_Written task_
Please transcribe each of the following entries character for character, from the first line through the last.
________
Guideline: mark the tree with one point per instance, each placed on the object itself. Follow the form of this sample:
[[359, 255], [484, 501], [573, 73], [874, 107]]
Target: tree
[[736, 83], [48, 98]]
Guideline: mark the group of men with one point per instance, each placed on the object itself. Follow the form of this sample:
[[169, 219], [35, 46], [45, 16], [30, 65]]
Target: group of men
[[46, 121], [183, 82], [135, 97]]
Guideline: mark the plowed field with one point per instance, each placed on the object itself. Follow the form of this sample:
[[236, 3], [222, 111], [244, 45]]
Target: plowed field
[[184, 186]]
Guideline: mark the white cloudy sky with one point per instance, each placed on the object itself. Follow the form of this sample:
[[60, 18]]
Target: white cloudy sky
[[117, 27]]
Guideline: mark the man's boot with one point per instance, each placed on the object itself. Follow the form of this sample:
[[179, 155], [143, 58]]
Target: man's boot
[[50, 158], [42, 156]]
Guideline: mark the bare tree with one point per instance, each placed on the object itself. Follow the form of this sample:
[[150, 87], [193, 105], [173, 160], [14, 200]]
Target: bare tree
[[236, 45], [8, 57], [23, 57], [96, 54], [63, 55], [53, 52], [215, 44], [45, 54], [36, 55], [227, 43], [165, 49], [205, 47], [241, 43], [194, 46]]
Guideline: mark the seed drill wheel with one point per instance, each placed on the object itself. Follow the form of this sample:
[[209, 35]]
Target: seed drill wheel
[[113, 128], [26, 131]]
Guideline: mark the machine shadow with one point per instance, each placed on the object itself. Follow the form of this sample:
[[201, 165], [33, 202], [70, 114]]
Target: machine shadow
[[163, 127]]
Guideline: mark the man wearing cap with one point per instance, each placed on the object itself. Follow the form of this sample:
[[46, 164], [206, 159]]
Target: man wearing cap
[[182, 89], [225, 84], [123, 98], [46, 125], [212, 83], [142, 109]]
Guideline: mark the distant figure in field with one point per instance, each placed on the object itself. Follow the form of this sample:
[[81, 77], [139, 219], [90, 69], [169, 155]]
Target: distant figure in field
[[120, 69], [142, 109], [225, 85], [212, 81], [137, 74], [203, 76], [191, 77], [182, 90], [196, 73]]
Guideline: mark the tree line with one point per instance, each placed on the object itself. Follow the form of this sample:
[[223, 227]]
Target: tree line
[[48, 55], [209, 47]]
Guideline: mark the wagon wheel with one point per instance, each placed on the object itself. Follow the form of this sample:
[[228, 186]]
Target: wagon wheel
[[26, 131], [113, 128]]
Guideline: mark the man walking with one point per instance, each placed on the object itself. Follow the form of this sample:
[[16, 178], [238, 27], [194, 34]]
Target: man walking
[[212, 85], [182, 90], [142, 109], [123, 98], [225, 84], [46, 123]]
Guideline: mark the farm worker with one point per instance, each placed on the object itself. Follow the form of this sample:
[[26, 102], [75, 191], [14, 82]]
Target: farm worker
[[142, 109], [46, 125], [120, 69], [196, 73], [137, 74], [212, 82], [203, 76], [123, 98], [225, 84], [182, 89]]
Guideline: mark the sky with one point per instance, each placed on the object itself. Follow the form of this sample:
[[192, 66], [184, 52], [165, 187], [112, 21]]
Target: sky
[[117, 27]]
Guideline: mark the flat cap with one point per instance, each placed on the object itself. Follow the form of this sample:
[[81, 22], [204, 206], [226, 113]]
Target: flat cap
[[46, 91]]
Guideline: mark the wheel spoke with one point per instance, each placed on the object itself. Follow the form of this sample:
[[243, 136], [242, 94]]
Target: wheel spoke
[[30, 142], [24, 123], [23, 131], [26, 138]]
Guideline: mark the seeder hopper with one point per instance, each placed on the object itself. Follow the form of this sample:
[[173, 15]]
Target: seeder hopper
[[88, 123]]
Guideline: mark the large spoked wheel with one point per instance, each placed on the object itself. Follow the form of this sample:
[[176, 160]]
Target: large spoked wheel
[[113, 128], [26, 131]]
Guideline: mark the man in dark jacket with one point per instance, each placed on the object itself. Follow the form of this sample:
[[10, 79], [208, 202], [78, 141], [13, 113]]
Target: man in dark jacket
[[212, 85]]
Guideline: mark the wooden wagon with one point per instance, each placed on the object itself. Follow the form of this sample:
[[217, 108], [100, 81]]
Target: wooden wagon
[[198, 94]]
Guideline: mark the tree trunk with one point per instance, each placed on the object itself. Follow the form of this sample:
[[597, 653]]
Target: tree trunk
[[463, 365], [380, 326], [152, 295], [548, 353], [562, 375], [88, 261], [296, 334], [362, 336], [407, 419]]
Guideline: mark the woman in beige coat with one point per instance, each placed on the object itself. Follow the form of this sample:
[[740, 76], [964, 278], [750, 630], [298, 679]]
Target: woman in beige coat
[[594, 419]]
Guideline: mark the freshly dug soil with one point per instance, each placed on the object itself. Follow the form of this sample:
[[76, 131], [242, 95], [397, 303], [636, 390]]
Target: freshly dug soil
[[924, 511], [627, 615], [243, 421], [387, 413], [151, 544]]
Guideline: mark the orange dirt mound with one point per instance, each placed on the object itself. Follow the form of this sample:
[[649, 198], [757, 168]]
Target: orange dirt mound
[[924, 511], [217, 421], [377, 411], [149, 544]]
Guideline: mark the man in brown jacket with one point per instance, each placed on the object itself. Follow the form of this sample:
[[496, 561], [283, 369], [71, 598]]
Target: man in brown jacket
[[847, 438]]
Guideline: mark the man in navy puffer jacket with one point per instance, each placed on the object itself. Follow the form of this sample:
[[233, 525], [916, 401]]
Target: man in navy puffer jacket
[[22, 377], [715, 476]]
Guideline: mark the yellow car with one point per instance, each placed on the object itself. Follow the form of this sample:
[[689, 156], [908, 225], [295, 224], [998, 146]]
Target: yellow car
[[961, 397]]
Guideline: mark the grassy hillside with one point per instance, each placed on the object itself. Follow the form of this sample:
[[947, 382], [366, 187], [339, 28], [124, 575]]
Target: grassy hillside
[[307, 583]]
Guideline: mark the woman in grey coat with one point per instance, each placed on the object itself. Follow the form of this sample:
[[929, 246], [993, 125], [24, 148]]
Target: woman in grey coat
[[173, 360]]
________
_Full solution_
Guideline: mark the tree with one point per instance, each placed on the object itself. Follow the form of this sample:
[[359, 255], [484, 501], [573, 73], [874, 107]]
Target: tree
[[736, 83], [48, 98]]
Guideline: mark the group of men with one point per instance, each placed on the object itself. Follow the form of this sample:
[[169, 219], [35, 46], [45, 16], [30, 65]]
Target: group of men
[[46, 121], [183, 82], [135, 97]]
Guideline: mark the plowed field with one point per instance, each placed on the object itself. Follow the form of this sample:
[[236, 3], [222, 111], [244, 45]]
Target: plowed field
[[184, 186]]
Guideline: mark the white cloudy sky with one point per instance, each placed on the object itself. Follow the form of this sample:
[[60, 18]]
Target: white cloudy sky
[[117, 27]]
Guideline: mark the man's boot with one point per instance, each placed on the object itself. Follow the form of this sample:
[[179, 155], [143, 58]]
Target: man's boot
[[50, 158], [42, 156]]
Guideline: mark the bare tree with one point per instance, each placed on the object itself. Follow the form of this sample:
[[150, 87], [193, 105], [173, 160], [14, 200]]
Target: bare tree
[[236, 45], [8, 57], [23, 57], [96, 54], [63, 55], [53, 52], [215, 44], [45, 54], [36, 55], [227, 43], [165, 49], [205, 47], [241, 43], [194, 46]]
Guideline: mark the seed drill wheel with one point per instance, each placed on the object itself. Follow the form of this sample:
[[209, 35]]
Target: seed drill wheel
[[113, 128], [26, 131]]
Guideline: mark the machine shadow with one point per instance, each placed on the object itself. Follow the form of this sample:
[[201, 165], [33, 202], [70, 114]]
Target: machine shadow
[[163, 127]]
Guideline: mark the man wearing cap with one point per instance, each placed on the object itself. Follow the form of this sample:
[[46, 164], [206, 159]]
Target: man wearing cap
[[182, 89], [225, 84], [123, 98], [46, 125], [212, 83], [142, 109]]
Guideline: mark the distant figure in field with one point per instance, each placed on the object itself. Follow the form of this sample:
[[81, 77], [139, 219], [90, 69], [169, 155]]
Target: distant figure in field
[[120, 69], [142, 109], [225, 85], [212, 81], [137, 74], [203, 76], [191, 77], [182, 90], [196, 73]]
Guideline: mark the tree line with one point per instance, each placed on the object itself. Follow the form of this sample:
[[223, 227]]
Target: tree line
[[48, 55], [209, 47]]
Guideline: mark the wagon wheel with one point per instance, each placed on the object itself. Follow the form of this sample:
[[228, 186]]
Target: wagon wheel
[[26, 131], [113, 128]]
Guideline: mark the man walking with one point per instance, each placed on the object itself. Follow the form of this sample:
[[16, 178], [238, 27], [194, 34]]
Target: man walking
[[212, 85], [182, 90], [142, 109], [123, 98], [225, 84], [46, 123]]
Guideline: mark the farm worker with one point per instance, each placed on the object itself. Follow the form of this sample:
[[26, 102], [75, 191], [14, 82]]
Target: farm worker
[[142, 109], [46, 125], [120, 69], [196, 73], [137, 74], [212, 82], [203, 76], [123, 98], [225, 84], [182, 89]]
Guideline: mark the sky with one point per instance, each placed on the object itself. Follow the form of this sample:
[[192, 66], [184, 52], [165, 187], [112, 21]]
Target: sky
[[117, 27]]
Guideline: mark the flat cap with one point per instance, each placed on the object itself. Follow the form of this sample:
[[81, 22], [204, 206], [226, 113]]
Target: flat cap
[[46, 91]]
Guideline: mark the wheel spoke with one point per instance, each placed on the object itself. Follow the form of this sample:
[[243, 136], [242, 94]]
Target: wheel spoke
[[30, 142], [24, 123], [23, 131], [26, 138]]
Guideline: mark the seeder hopper with one point per instance, each placed on the object itself. Follow the form of this sample:
[[173, 15]]
Target: seeder hopper
[[88, 123]]
Guideline: mark the large spoked wheel with one point per instance, each placed on the object itself. Follow the form of this sample:
[[176, 160]]
Target: large spoked wheel
[[113, 128], [26, 131]]
Guideline: mark the man in dark jacket with one point per instance, each placed on the object itself. Follow the form of this sample:
[[10, 79], [208, 202], [78, 141], [13, 113]]
Target: man in dark jacket
[[212, 85]]
Guideline: mark the wooden wagon with one point per instance, each placed on the object itself. Follow the form of this sample:
[[217, 108], [100, 81]]
Target: wooden wagon
[[198, 94]]
Guideline: mark the tree trunk with one point per instance, each placed on the object itself. Follow the form of this sample:
[[597, 653]]
Target: tree trunk
[[463, 365], [380, 326], [152, 295], [548, 353], [562, 375], [88, 261], [296, 334], [362, 336], [407, 419]]
Guideline: mark the woman in beige coat with one point per instance, each placed on the object itself. Follow the form of this sample:
[[740, 76], [964, 278], [750, 630], [298, 679]]
Target: woman in beige coat
[[594, 419]]
Guideline: mark the freshly dug soil with one point per instance, each placed on the object itself. Follow the form of this sample:
[[76, 131], [242, 95], [397, 303], [636, 390]]
Target: freshly dug soil
[[924, 511], [627, 615], [243, 421], [387, 413], [151, 544]]
Guideline: mark the orange dirt mound with one point per instance, each placed on the object itself. Follow the form of this sample:
[[649, 198], [757, 168]]
Target: orange dirt mound
[[924, 511], [217, 421], [377, 411], [149, 544]]
Guideline: mark the man in brown jacket with one point per instance, each placed on the object itself. Follow the form of this sample:
[[496, 561], [283, 369], [71, 598]]
Target: man in brown jacket
[[847, 438]]
Guideline: mark the man in navy puffer jacket with one point per instance, each placed on the object itself. Follow the form of this sample:
[[233, 525], [916, 401]]
Target: man in navy puffer jacket
[[22, 377], [715, 476]]
Guideline: mark the yellow car with one point per instance, each placed on the object itself. Follow the form of this sample:
[[689, 156], [908, 225], [295, 224], [998, 146]]
Target: yellow car
[[961, 397]]
Guideline: mark the grassy hillside with one point per instance, each placed on the object itself. Follow the form of this sample:
[[947, 382], [366, 187], [339, 28], [124, 575]]
Target: grassy hillside
[[307, 583]]
Guideline: mark the woman in grey coat with one point per instance, each placed on the object itself. Follow the form of this sample:
[[929, 246], [993, 125], [24, 148]]
Target: woman in grey coat
[[173, 360]]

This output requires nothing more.